(Collected data)
"""

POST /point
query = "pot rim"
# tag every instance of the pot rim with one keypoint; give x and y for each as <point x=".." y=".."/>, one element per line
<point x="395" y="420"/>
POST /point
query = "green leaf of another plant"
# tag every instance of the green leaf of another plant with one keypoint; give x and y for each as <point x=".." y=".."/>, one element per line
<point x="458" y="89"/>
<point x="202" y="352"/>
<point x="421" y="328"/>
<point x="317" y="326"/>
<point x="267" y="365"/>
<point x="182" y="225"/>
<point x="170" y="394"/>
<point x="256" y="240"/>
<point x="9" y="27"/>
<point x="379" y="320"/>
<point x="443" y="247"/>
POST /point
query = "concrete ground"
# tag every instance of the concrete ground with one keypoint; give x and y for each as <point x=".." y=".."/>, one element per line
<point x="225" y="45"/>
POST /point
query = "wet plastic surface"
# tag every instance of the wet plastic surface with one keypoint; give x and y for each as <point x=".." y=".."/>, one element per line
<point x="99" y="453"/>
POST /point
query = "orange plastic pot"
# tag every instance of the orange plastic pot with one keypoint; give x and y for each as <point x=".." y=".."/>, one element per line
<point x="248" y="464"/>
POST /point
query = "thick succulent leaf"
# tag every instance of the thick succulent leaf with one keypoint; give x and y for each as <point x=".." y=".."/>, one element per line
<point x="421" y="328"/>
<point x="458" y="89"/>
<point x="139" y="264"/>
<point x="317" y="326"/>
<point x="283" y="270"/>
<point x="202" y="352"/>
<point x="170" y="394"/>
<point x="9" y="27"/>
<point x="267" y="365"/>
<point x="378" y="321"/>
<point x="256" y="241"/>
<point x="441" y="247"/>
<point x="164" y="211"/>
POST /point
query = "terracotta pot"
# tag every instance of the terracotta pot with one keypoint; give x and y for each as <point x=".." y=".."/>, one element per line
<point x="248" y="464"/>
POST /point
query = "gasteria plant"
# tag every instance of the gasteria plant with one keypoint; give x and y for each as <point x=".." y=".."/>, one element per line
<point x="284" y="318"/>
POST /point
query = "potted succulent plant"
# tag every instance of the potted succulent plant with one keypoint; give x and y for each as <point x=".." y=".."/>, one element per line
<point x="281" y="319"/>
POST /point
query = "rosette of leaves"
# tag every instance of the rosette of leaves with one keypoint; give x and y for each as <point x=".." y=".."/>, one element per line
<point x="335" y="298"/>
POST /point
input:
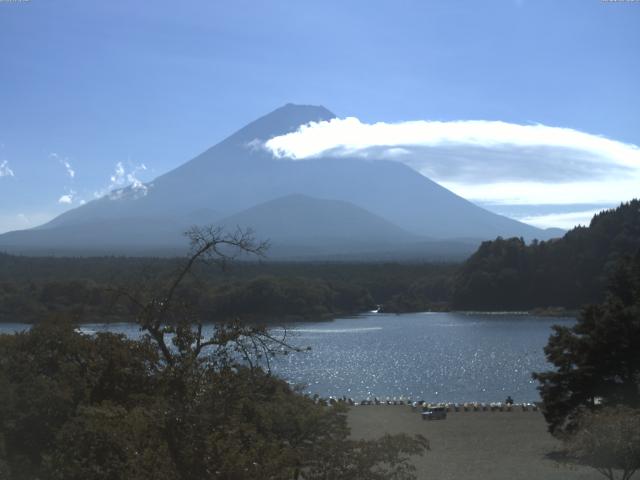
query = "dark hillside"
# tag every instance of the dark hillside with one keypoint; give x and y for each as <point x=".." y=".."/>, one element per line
<point x="567" y="272"/>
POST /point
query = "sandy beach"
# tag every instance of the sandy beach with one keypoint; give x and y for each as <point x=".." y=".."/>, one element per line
<point x="473" y="445"/>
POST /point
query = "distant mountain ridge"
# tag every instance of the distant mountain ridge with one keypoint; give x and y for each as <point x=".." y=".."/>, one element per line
<point x="569" y="272"/>
<point x="394" y="202"/>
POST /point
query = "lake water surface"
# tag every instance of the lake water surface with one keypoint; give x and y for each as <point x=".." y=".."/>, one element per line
<point x="453" y="357"/>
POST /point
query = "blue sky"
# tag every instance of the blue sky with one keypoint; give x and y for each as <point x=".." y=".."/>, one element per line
<point x="122" y="91"/>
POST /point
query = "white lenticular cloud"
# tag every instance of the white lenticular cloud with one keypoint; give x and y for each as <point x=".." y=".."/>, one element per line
<point x="482" y="160"/>
<point x="124" y="182"/>
<point x="5" y="171"/>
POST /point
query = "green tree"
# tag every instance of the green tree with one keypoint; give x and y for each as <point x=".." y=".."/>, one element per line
<point x="609" y="441"/>
<point x="598" y="359"/>
<point x="177" y="404"/>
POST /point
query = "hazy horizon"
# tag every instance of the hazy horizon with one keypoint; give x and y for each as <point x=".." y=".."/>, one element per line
<point x="528" y="109"/>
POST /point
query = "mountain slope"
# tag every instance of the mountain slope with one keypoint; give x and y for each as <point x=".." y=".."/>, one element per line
<point x="238" y="174"/>
<point x="566" y="272"/>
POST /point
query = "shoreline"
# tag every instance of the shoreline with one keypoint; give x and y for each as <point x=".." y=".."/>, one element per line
<point x="480" y="445"/>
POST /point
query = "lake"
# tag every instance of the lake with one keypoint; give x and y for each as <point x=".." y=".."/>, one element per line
<point x="448" y="357"/>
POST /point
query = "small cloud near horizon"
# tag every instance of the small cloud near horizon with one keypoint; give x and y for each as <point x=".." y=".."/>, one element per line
<point x="65" y="163"/>
<point x="5" y="171"/>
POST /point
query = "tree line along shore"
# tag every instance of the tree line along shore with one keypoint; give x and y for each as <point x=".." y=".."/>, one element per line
<point x="554" y="277"/>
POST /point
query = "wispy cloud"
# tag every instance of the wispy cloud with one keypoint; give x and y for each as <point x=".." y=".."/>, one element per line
<point x="5" y="171"/>
<point x="65" y="163"/>
<point x="67" y="199"/>
<point x="483" y="160"/>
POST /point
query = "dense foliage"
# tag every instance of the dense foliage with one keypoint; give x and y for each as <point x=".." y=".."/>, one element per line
<point x="568" y="272"/>
<point x="83" y="288"/>
<point x="608" y="440"/>
<point x="176" y="404"/>
<point x="598" y="359"/>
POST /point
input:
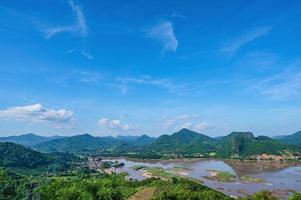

"""

▸ WORK INSTRUCTION: Pictures should be left out when the records above are restated exactly.

▸ OUTPUT FOR THIS TASK:
POST /point
query = "pot rim"
# tag every instance of the pot rim with one keypoint; give x and y for each as <point x=".." y=".."/>, one element per line
<point x="395" y="420"/>
POST /point
query = "green leaf of another plant"
# tag every instance of the green leaf of another plant with one keypoint; give x and y for each as <point x=".." y=".."/>, one element per line
<point x="458" y="89"/>
<point x="202" y="352"/>
<point x="421" y="328"/>
<point x="317" y="326"/>
<point x="267" y="365"/>
<point x="182" y="225"/>
<point x="170" y="394"/>
<point x="256" y="240"/>
<point x="9" y="27"/>
<point x="379" y="320"/>
<point x="443" y="247"/>
POST /point
query = "concrete ground"
# tag every instance of the concrete ground with one keypoint; give x and y for each as <point x=".." y=".."/>, one element per line
<point x="225" y="45"/>
POST /point
query = "wet plastic surface"
# tag every instance of the wet plastic surface with one keypoint; give x and y for each as <point x=".." y=".."/>, one element per line
<point x="99" y="453"/>
POST /point
query = "orange plastic pot"
# tag every instance of the orange plastic pot with one keypoint; give x and y for each as <point x=".." y=".."/>, one element per line
<point x="248" y="464"/>
POST /point
query = "thick succulent leaf"
# tag every instance of the thick succulent leaf with one keypoint; give x and y for each as <point x=".." y=".."/>, one element per line
<point x="421" y="328"/>
<point x="458" y="89"/>
<point x="139" y="264"/>
<point x="317" y="326"/>
<point x="283" y="270"/>
<point x="202" y="352"/>
<point x="170" y="394"/>
<point x="9" y="27"/>
<point x="267" y="365"/>
<point x="378" y="321"/>
<point x="256" y="241"/>
<point x="441" y="247"/>
<point x="164" y="211"/>
POST /point
query = "terracotta pot"
# tag every instance of the terracotta pot with one keypoint; give x and y for each as <point x=".." y=".."/>, one element per line
<point x="248" y="464"/>
POST /point
query = "gasteria plant"
# tag every instance of the gasteria plant with one keypoint; give x and y for each as <point x=".." y=".."/>, one element per line
<point x="284" y="318"/>
POST /point
query = "potted succulent plant"
# tag every instance of the potted succulent plant with one keypoint; give x and y for each as <point x=".." y=".."/>, one element per line
<point x="281" y="319"/>
POST /point
query = "rosette of leaves"
# tag every instance of the rosette of leaves with one keypoint; give x and y for each as <point x=".." y=".."/>, one element per line
<point x="335" y="298"/>
POST /point
input:
query = "dark hillside"
# tag every instance of the dark hillside with one keypoint; give x and y for each as <point x=".." y=".."/>, one element per line
<point x="567" y="272"/>
POST /point
query = "sandy beach"
# tag every instance of the sandy beach with one keypoint; give x and y for each as <point x=".." y=".."/>, one element per line
<point x="473" y="445"/>
POST /point
query = "distant mountain ridge"
# tag every instance of the distant mountain ridge with one keypoint; give x and y for each as <point x=".." y=".."/>, one element per line
<point x="569" y="272"/>
<point x="394" y="202"/>
POST /point
query = "lake water surface"
# tag every instance of the lake water surface with one keypoint; give x and y for each as <point x=".." y=".."/>, one element per line
<point x="453" y="357"/>
POST /point
query = "blue sky"
# tag every instance of the blue sky with one keypoint; give x and y for each as <point x=".." y=".."/>, one element per line
<point x="122" y="91"/>
POST /point
query = "white lenticular cloud"
# tag every instance of the white lenticular cloud with one keypoint; give x and y for each as <point x=".." y=".."/>, one element per line
<point x="482" y="160"/>
<point x="124" y="182"/>
<point x="5" y="171"/>
POST /point
query = "green tree"
# tag every instance of the green tree with one keypoint; give x and y for each as <point x=".." y=".."/>, one element per line
<point x="609" y="441"/>
<point x="598" y="359"/>
<point x="177" y="404"/>
POST /point
query = "hazy horizon"
# tag every instance of the hazy horizon with one keypoint; give x and y for each as <point x=".." y=".."/>, one element per line
<point x="528" y="109"/>
POST /point
query = "mountain slope"
# tag every instance of the mountain slope with one keypoint; give x and y for each as <point x=".." y=".."/>, one element per line
<point x="238" y="174"/>
<point x="566" y="272"/>
POST /point
query = "shoreline"
# tag every instance of the shoreline with one keypoint; give x and y for each as <point x=".." y=".."/>, one element per line
<point x="480" y="445"/>
POST /point
query = "lake"
# tag every instance of the lake with one keypoint; give x and y for each as <point x=".." y=".."/>, one element per line
<point x="448" y="357"/>
POST /point
query = "small cloud near horizon"
# tag every instance of the small cloud near horizon with one keypoint; give x and y for each as <point x=".." y=".."/>, one element per line
<point x="65" y="163"/>
<point x="5" y="171"/>
POST /point
query = "tree line along shore"
# tag every instance of the tree line along shore with one keypoint; give x and y for each as <point x=".." y=".."/>, one element per line
<point x="554" y="277"/>
POST /point
query = "wispy cloud"
# tag every instance of the wispy cloud with one keypoint; give x and y for each as <point x=".." y=".."/>, one element per line
<point x="5" y="171"/>
<point x="65" y="163"/>
<point x="67" y="199"/>
<point x="483" y="160"/>
POST /point
query = "dense foliage"
# tag every instance of the dense foliage with one keypoint; give x and y for each as <point x=".." y=".."/>, one element per line
<point x="568" y="272"/>
<point x="83" y="288"/>
<point x="608" y="440"/>
<point x="176" y="404"/>
<point x="598" y="359"/>
POST /point
input:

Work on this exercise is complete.